▸ STATED GOAL:
Using the flat tax interview below, say whether each statement agrees with it. Answer yes or no, and quote the words from the interview that decide it.
1. The flat tax rates mentioned range from 10% up to 36% in Iceland.
2. Under a flat tax, the death tax is gone but a wealth tax remains.
3. With a flat tax, tax returns can be filled out on a postcard.
--- begin SUPPLIED TEXT ---
Dan Mitchell, Flat Tax Advocate

Frontier Centre, Interview, Taxation, Uncategorized

Frontier Centre: You are a researcher at the CATO Institute, a think tank in Washington, D.C. and you focus on the issue of taxation right around the world and in particular promoting competition between tax jurisdictions and also the flat tax. Could you tell us, just for people who might not be familiar with flat tax, what is a flat tax and what makes it different to other tax systems?

Dan Mitchell: There are really several key features of a flat tax. The most obvious one that people tend to know about is that it has one rate, usually with an exemption based on family size but once your income climbs above a certain level then you play flat 10%, 15%, 20% whatever the rate happens to be. And if you look around the world, the rates do vary from 10% in several countries to 36% in Iceland (which isn’t exactly my idea of the ideal flat tax rate) but it’s progress from where they had come from. It’s not just a single tax rate. Another key provision or element of a flat tax is that you tax income only one time. So there is no death tax, no wealth tax, no double taxation on dividends, interest or capital gains. It’s what economists would call a consumption based tax which is just a fancy way of saying a system that taxes income only one time. By having a system that taxes income only one time you get rid of the bias against savings and investment, which means you have more capital formation in your economy which of course is the key to rising wages and higher living standards. Then of course the final provision of a flat tax is that you get rid of all the special preferences, exemptions, deductions and credits and other special interest loopholes that tend to be like barnacles on a ship of modern Western tax systems. So all the special interest provisions are gone, you literally can shrink your tax codes and you can fill out your tax returns on a postcard whether you are the biggest business in the country or whether you are the smallest household in the country.

FC: I guess one of the big concerns that people might have, especially in Canada, there’s a belief that having higher tax rates on higher income means that the people that can pay more, pay more and it makes us a more equal society. Would that be lost under a flat tax?
--- end SUPPLIED TEXT ---
--- begin INFORMATION SHOWN ---
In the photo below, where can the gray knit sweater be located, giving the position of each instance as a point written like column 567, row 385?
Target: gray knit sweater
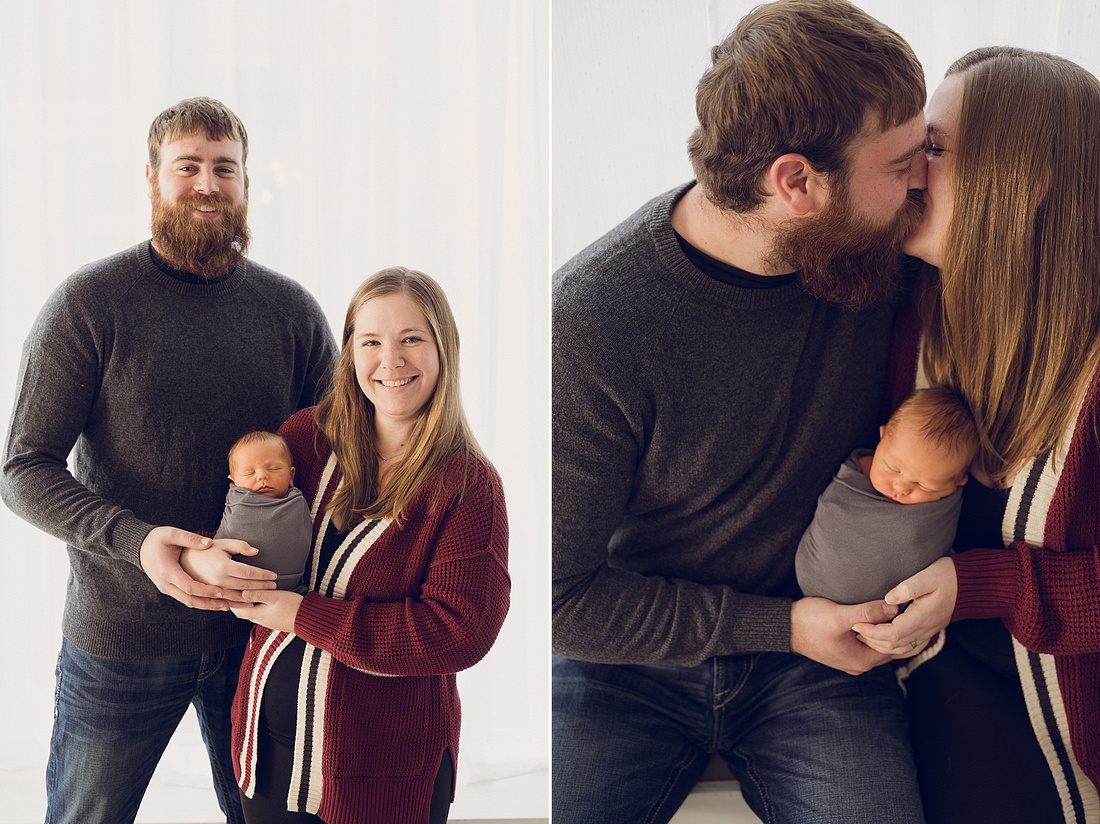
column 694, row 426
column 149, row 381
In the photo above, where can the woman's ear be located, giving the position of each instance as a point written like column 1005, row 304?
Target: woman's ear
column 798, row 185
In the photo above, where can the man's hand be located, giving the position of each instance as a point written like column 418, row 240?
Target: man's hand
column 216, row 566
column 823, row 632
column 160, row 560
column 272, row 608
column 933, row 592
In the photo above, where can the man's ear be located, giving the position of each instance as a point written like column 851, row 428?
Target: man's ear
column 798, row 185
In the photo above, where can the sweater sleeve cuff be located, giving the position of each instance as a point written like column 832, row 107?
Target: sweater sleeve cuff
column 987, row 583
column 316, row 617
column 128, row 536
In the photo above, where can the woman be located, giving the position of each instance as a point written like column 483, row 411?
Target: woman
column 347, row 710
column 1005, row 702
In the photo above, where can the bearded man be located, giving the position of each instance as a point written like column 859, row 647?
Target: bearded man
column 147, row 365
column 715, row 358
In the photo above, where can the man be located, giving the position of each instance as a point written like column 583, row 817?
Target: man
column 716, row 356
column 147, row 365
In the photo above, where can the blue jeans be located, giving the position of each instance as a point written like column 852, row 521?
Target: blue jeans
column 807, row 743
column 112, row 720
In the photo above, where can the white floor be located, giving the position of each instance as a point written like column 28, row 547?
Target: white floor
column 182, row 791
column 715, row 802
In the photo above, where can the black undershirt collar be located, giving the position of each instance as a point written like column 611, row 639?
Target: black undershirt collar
column 733, row 275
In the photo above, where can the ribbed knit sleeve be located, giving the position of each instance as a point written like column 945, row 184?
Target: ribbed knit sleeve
column 452, row 621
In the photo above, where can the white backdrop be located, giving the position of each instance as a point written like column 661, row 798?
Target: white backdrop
column 384, row 132
column 625, row 75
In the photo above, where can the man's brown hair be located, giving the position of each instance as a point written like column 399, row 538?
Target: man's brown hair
column 196, row 116
column 799, row 76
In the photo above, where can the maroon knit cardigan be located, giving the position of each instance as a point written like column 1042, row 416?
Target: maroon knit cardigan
column 426, row 601
column 1048, row 596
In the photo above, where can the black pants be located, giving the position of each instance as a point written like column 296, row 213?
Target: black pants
column 273, row 782
column 977, row 757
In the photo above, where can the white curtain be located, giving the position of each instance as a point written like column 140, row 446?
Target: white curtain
column 625, row 75
column 382, row 132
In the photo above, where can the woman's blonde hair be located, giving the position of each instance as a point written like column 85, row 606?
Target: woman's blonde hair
column 1013, row 321
column 345, row 417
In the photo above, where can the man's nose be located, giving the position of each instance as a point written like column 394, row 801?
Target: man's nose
column 206, row 182
column 919, row 173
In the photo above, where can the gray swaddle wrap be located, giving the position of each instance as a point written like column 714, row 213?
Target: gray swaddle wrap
column 281, row 528
column 860, row 544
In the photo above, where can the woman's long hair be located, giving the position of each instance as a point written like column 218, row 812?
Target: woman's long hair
column 345, row 417
column 1013, row 321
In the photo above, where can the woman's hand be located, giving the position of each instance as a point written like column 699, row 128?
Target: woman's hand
column 933, row 592
column 215, row 564
column 273, row 608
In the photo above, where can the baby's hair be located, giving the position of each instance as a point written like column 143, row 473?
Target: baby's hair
column 257, row 436
column 941, row 415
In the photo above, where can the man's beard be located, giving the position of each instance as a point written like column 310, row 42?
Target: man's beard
column 843, row 257
column 205, row 248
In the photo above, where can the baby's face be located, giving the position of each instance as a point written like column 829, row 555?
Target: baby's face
column 912, row 470
column 262, row 467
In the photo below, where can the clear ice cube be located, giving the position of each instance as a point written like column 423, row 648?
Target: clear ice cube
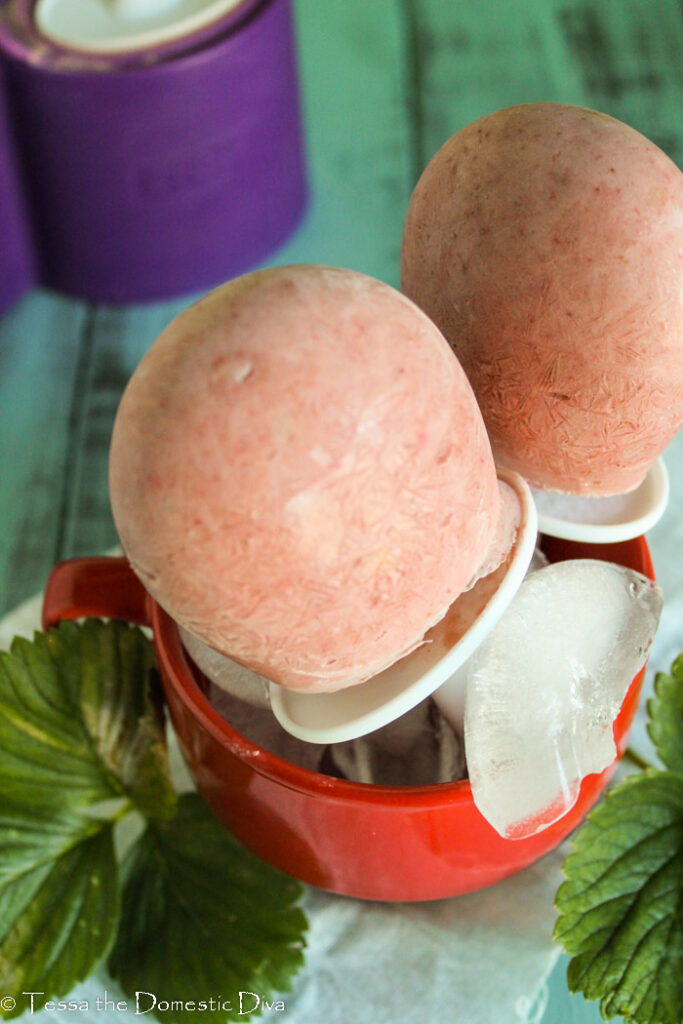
column 546, row 685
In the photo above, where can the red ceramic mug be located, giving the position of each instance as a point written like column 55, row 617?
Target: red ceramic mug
column 373, row 842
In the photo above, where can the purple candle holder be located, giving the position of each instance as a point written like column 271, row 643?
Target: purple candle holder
column 159, row 172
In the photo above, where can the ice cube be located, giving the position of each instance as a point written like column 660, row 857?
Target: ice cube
column 546, row 686
column 418, row 749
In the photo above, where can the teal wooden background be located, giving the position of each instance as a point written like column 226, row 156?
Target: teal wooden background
column 384, row 83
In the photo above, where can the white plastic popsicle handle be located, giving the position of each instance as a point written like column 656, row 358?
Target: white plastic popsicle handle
column 124, row 26
column 605, row 520
column 347, row 714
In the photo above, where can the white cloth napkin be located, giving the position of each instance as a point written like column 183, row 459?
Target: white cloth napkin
column 480, row 958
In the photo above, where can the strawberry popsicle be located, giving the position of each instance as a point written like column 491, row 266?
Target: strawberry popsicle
column 546, row 242
column 301, row 477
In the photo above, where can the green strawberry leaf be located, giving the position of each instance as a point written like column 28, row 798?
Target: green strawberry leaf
column 666, row 712
column 621, row 908
column 202, row 914
column 58, row 900
column 78, row 720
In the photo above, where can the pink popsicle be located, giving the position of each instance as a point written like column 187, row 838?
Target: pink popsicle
column 301, row 476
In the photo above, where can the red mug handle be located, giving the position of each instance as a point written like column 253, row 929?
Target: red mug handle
column 104, row 588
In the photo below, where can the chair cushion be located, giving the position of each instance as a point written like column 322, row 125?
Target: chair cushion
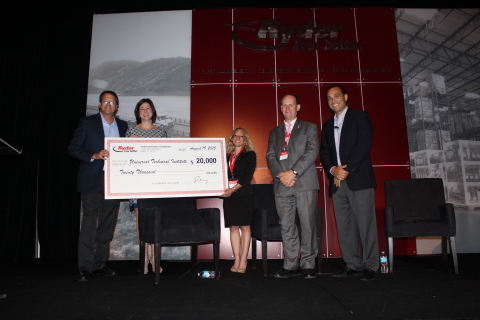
column 421, row 229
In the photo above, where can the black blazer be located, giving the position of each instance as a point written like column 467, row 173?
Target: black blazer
column 87, row 140
column 355, row 143
column 243, row 172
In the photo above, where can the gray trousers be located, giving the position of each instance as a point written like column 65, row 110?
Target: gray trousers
column 288, row 203
column 357, row 227
column 97, row 228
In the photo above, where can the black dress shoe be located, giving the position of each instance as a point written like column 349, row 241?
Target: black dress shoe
column 345, row 273
column 309, row 274
column 84, row 276
column 284, row 273
column 105, row 271
column 368, row 275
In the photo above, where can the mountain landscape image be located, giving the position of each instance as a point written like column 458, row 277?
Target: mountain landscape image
column 157, row 77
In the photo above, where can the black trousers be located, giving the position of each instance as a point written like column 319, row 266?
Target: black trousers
column 97, row 227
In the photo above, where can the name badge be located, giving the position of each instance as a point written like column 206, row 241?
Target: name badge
column 232, row 183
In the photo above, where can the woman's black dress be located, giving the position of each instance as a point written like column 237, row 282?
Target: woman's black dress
column 238, row 209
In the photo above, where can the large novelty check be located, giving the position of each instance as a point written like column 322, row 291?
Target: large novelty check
column 165, row 168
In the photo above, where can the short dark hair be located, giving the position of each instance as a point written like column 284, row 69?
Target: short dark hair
column 290, row 94
column 137, row 110
column 109, row 92
column 342, row 89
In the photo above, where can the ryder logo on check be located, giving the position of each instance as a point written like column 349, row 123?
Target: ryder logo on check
column 124, row 149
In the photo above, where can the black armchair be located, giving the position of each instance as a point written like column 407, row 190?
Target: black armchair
column 266, row 228
column 417, row 208
column 177, row 221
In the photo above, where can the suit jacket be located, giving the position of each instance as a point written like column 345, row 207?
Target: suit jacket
column 243, row 172
column 355, row 143
column 87, row 140
column 302, row 152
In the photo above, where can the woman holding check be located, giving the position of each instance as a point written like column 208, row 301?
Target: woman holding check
column 145, row 115
column 238, row 204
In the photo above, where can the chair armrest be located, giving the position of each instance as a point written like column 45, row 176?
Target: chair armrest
column 389, row 221
column 210, row 216
column 319, row 223
column 449, row 212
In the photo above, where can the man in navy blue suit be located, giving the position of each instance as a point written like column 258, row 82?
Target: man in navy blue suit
column 99, row 215
column 345, row 152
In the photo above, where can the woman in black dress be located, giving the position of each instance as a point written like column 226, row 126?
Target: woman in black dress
column 238, row 204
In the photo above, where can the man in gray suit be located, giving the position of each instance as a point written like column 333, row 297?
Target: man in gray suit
column 292, row 150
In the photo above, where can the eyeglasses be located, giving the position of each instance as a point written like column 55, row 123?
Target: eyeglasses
column 110, row 102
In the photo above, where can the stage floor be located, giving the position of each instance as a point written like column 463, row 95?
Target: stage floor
column 420, row 288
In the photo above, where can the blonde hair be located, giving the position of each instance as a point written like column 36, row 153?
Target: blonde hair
column 248, row 141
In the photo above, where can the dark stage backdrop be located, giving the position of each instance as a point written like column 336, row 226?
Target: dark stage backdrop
column 44, row 65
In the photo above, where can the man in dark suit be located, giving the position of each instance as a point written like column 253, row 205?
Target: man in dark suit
column 345, row 154
column 292, row 151
column 99, row 215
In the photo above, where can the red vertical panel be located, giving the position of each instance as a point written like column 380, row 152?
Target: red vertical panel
column 211, row 46
column 379, row 59
column 211, row 111
column 253, row 66
column 297, row 62
column 337, row 53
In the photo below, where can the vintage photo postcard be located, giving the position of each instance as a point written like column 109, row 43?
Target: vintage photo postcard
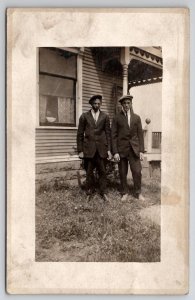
column 97, row 151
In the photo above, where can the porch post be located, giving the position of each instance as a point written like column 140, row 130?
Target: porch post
column 125, row 59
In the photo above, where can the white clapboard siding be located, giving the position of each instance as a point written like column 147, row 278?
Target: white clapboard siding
column 62, row 142
column 95, row 81
column 55, row 142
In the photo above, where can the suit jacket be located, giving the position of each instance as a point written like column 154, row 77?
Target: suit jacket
column 92, row 137
column 124, row 136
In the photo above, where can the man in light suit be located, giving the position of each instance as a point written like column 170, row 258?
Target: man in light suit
column 128, row 146
column 93, row 144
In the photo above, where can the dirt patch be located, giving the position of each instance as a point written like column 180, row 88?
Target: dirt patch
--- end INFORMATION SHOWN ---
▸ RESPONSE TO THE EXERCISE:
1. Yes: "the rates do vary from 10% in several countries to 36% in Iceland"
2. No: "So there is no death tax, no wealth tax"
3. Yes: "you can fill out your tax returns on a postcard"